[Data pulled from a collection]
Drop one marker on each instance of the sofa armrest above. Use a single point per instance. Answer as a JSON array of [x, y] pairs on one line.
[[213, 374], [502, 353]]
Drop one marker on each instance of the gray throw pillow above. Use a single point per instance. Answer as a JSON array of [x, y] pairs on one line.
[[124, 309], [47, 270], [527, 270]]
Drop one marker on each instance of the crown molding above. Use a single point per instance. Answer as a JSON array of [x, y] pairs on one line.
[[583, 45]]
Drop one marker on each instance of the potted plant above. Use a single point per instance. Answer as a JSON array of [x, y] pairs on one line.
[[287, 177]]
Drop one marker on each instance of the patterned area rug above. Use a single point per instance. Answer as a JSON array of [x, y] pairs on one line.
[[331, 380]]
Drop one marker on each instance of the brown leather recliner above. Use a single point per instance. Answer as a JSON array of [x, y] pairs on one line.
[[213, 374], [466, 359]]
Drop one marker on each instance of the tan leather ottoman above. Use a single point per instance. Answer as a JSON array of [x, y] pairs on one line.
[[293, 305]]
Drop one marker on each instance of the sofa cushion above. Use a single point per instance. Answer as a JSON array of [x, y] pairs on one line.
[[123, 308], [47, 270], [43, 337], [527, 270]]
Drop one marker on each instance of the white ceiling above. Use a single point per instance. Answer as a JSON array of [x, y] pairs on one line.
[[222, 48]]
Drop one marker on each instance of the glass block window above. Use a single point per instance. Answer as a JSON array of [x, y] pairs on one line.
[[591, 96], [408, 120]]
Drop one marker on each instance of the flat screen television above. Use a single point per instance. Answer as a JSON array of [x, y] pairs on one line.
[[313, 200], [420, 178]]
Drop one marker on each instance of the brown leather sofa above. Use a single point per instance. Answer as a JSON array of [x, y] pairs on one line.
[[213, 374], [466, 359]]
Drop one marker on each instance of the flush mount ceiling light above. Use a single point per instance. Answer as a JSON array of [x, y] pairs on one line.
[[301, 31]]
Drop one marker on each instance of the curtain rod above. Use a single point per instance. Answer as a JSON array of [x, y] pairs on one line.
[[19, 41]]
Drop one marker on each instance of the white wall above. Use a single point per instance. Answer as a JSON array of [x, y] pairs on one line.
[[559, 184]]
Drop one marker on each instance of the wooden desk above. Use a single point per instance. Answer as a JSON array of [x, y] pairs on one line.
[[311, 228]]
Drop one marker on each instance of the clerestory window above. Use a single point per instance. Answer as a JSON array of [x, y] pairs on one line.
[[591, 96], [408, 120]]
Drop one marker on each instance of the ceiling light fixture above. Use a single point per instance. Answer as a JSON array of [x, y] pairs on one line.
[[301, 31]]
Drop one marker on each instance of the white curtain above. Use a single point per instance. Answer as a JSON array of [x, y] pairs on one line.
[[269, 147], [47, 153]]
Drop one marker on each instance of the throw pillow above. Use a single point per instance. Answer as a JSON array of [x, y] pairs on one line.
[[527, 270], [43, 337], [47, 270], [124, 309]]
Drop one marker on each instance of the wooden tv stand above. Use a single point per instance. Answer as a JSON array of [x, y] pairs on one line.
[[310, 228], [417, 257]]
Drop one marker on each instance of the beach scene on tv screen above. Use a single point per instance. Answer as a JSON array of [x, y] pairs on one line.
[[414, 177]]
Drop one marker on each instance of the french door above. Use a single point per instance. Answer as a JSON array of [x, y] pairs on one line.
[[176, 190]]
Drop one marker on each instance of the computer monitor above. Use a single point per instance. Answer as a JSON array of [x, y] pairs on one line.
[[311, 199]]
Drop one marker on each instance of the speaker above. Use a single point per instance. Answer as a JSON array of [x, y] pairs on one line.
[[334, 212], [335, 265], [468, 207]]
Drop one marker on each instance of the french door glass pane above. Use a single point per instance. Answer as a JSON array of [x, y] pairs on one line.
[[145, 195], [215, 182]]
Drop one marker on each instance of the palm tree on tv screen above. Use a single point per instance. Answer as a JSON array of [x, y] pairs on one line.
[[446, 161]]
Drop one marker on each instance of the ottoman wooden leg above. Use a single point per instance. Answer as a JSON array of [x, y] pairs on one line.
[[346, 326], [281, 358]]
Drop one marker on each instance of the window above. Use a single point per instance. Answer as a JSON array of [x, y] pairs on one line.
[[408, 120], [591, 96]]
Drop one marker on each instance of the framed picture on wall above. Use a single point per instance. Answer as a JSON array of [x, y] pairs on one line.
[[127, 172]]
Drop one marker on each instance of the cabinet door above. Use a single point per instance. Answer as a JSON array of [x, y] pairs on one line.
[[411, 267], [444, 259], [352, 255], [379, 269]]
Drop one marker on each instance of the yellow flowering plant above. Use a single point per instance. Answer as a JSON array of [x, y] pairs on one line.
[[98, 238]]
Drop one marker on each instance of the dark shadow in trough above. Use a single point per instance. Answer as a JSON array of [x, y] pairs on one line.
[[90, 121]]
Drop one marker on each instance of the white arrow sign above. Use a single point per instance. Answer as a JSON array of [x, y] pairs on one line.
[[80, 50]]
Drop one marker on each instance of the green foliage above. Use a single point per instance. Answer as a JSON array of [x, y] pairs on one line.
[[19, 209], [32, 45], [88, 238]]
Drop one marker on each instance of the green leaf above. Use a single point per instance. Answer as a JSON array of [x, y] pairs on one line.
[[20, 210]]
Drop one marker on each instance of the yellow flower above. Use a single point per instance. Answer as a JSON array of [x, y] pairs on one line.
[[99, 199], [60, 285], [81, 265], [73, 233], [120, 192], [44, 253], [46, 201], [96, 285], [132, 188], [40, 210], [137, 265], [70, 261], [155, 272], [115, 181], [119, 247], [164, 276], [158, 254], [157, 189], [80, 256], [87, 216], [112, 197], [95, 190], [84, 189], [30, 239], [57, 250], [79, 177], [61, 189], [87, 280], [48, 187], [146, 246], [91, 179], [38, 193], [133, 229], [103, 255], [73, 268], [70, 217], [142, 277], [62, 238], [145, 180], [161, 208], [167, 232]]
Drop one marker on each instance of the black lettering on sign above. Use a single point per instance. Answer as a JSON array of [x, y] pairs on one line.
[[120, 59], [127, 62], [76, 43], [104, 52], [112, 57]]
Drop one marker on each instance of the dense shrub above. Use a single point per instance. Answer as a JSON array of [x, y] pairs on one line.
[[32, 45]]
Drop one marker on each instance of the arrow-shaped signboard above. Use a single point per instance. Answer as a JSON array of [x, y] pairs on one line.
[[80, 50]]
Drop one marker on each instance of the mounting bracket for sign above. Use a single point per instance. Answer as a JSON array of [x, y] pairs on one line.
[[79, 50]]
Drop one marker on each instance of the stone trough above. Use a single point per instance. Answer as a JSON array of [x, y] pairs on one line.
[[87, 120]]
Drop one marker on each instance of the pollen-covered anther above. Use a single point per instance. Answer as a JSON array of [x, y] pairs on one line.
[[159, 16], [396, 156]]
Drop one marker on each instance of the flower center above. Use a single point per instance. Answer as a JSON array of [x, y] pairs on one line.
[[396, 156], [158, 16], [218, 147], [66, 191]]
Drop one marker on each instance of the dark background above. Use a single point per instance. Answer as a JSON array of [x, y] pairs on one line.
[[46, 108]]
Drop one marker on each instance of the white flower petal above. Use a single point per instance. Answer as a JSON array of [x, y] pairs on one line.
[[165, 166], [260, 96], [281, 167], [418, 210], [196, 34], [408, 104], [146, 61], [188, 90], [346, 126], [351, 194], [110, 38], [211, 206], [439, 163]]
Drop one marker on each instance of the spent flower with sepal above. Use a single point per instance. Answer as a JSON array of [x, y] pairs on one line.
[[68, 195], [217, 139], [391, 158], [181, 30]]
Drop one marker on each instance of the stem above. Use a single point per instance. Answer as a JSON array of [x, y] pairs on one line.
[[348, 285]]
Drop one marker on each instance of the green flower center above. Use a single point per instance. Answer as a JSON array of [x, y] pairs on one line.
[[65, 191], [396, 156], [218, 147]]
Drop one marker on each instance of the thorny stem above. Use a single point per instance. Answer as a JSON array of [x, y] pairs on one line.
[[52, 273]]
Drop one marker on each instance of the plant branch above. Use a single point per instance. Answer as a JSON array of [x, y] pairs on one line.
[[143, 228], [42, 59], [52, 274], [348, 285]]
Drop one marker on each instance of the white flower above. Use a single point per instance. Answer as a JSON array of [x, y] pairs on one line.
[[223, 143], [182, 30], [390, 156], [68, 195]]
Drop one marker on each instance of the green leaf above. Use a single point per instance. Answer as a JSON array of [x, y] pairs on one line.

WHAT THIS TASK INVOLVES: Please rewrite the lines from the first one through the line containing "[[287, 177]]", substituting "pin" for each "marker" and keeping everything else unchanged.

FULL OUTPUT:
Drop one pin on each instance of the sofa armrest above. Use a single point per instance. Answer as a JSON array of [x, y] pairs on one line.
[[213, 374], [502, 353]]
Drop one pin on each instance of the gray throw pillow above. Use a single point per instance. Answer as a JSON array of [x, y] pairs on one line.
[[124, 309], [47, 270], [527, 270]]
Drop one pin on each instance of the crown molding above. Use a single point per instance. Answer as a JSON array of [x, y] pairs on one line.
[[583, 45]]
Drop one pin on each instance of the potted plant above. Use a single point per instance. Answer as a JSON array of [x, y] pairs on one line.
[[287, 177]]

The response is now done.